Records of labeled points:
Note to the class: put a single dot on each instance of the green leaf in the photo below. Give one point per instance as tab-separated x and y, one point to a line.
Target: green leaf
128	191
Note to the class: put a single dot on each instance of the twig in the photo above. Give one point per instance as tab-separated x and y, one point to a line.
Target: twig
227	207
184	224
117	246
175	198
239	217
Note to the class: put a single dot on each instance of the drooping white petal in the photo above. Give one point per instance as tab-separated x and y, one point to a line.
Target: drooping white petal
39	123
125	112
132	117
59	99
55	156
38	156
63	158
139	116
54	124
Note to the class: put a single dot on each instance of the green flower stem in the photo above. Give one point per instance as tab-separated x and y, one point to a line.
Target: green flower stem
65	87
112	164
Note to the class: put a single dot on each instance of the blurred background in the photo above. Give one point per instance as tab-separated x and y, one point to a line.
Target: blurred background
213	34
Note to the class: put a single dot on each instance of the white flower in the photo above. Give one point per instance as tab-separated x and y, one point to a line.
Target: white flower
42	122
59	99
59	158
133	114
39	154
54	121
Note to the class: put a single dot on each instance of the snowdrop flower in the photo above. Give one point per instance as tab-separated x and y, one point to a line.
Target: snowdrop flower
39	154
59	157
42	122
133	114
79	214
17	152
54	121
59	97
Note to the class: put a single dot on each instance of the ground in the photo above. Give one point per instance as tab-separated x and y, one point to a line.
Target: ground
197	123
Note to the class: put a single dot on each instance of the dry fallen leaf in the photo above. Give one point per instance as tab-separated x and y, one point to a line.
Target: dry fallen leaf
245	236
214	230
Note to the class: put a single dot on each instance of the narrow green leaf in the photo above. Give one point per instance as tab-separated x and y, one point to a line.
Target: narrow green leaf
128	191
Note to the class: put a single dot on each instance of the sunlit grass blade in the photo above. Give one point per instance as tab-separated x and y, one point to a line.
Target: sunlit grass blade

• Task to complete
Print the entries exactly. Include every one.

• Solution below
Note to the class: put a single dot on each instance of the green leaf in the photo below. Give one point per instance as tab-separated x and y, one point to a line.
Target: green leaf
128	191
Note to the class: put a single dot on each instance of the twig in the photo above. Give one point per instance as tab-separated x and y, one point to a line.
Target: twig
227	207
184	224
117	246
175	198
239	217
Note to the class: put a single dot on each instance of the drooping white petal in the photo above. Give one point per instance as tab-separated x and y, one point to a line.
Target: drooping white petal
39	123
125	112
132	117
59	99
55	156
38	156
63	158
139	116
54	124
Note to the class: put a single dot on each instance of the green flower stem in the photo above. Give one point per instance as tab-separated x and y, one point to a line.
Target: green flower stem
65	87
112	164
Note to the class: put a single dot on each instance of the blurred background in the photo above. Give one point per instance as tab-separated x and y, one point to a line.
Target: blurred background
213	34
Note to the class: put a single dot on each instance of the white flower in the photo above. Give one point per instance as tab-separated x and y, one point to a line.
Target: white flower
42	122
59	99
59	158
133	114
39	154
54	121
Note to the class: put a single dot on each instance of the snowdrop flower in the photo above. Give one point per instance as tab-separated x and y, one point to a line.
Target: snowdrop flower
39	154
59	157
42	122
133	114
79	214
17	152
54	121
59	97
Note to the class: put a single dot on each instance of the ground in the photo above. Give one point per instance as tab-separated x and y, one point to a line.
Target: ground
197	123
Note to the class: put a single dot on each instance of the dry fallen leaf in the photo above. Give one point per instance as tab-separated x and y, one point to a line.
Target: dry fallen leaf
245	236
214	230
Note to the class: put a single dot on each instance of the narrow green leaf in the photo above. Give one point per instance as tab-separated x and y, one point to a line.
Target: narrow green leaf
128	191
Note to the class: put a single dot on each instance of the sunlit grass blade in the photo above. Give one point per instance as tab-separated x and y, one point to a line.
Target: sunlit grass blade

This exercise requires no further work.